_Study material_
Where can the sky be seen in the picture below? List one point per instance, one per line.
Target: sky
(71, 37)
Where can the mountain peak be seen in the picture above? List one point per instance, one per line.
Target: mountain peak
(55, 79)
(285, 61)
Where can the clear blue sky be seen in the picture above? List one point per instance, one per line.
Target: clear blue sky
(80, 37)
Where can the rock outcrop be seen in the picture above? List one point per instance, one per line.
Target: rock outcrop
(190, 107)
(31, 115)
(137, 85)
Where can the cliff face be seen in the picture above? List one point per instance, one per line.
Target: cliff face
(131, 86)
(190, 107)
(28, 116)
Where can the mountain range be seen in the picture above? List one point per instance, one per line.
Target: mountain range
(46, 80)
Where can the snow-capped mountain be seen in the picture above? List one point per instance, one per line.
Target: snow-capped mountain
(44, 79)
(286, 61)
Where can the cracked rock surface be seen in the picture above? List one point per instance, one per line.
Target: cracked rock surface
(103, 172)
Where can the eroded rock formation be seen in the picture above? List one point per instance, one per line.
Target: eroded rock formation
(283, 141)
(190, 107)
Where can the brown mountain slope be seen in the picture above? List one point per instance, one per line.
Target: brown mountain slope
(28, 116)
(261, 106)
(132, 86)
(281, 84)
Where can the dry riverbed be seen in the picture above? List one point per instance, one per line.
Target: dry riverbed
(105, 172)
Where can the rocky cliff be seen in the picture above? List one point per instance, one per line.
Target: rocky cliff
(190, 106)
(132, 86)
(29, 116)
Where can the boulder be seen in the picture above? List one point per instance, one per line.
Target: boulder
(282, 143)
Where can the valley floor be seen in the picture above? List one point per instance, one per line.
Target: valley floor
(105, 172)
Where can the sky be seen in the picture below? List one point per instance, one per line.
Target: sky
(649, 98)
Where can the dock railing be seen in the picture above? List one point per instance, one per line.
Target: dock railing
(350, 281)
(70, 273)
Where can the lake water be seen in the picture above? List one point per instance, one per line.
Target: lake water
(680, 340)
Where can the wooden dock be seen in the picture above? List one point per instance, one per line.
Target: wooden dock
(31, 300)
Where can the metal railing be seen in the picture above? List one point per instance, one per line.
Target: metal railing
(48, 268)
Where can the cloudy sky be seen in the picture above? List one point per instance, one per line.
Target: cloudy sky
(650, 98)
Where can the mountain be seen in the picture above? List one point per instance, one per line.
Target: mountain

_To do_
Beginning at the line above with "Target: mountain range" and finishing at the line with "Where can the wooden", return each line exactly and return nothing else.

_Answer for the task_
Target: mountain range
(46, 80)
Where can the snow-capped mountain be seen in the picture above? List one point per instance, one per line.
Target: snow-capped mountain
(44, 79)
(286, 61)
Where can the cracked rock surface be seen in the picture above? List one point per instance, one per line.
Target: cracked rock surface
(103, 172)
Where can the eroded rock formation be seen in the picture above? List one point per instance, one per line.
Target: eroded rock formation
(283, 141)
(190, 107)
Where can the brown mountain slope be seen in the picture above? List one point per instance, one per line.
Target: brown mountain slope
(28, 116)
(261, 106)
(132, 86)
(281, 84)
Where can the dry riverbed be seen in the picture above? List one point per instance, one per line.
Target: dry riverbed
(105, 172)
Where can the rocky cliff be seen in the picture above? List one point per instance, one per line.
Target: rocky cliff
(190, 106)
(132, 86)
(29, 116)
Where can the boulder be seen in the picture above? List one point per instance, one per line.
Target: boulder
(282, 143)
Where can the valley floor be seen in the picture above? List one point per instance, one per line.
Target: valley floor
(105, 172)
Where can the sky be seen in the picture below? List one point per instance, one per line.
Target: sky
(649, 98)
Where can the dock railing be seen in the picture above? List one point per instance, one per line.
Target: dock railing
(350, 281)
(70, 273)
Where can the lake water be seen in the picture above? List one point per instance, one per line.
Target: lake water
(680, 340)
Where can the wooden dock be seen in the picture above? List one point per instance, one per line.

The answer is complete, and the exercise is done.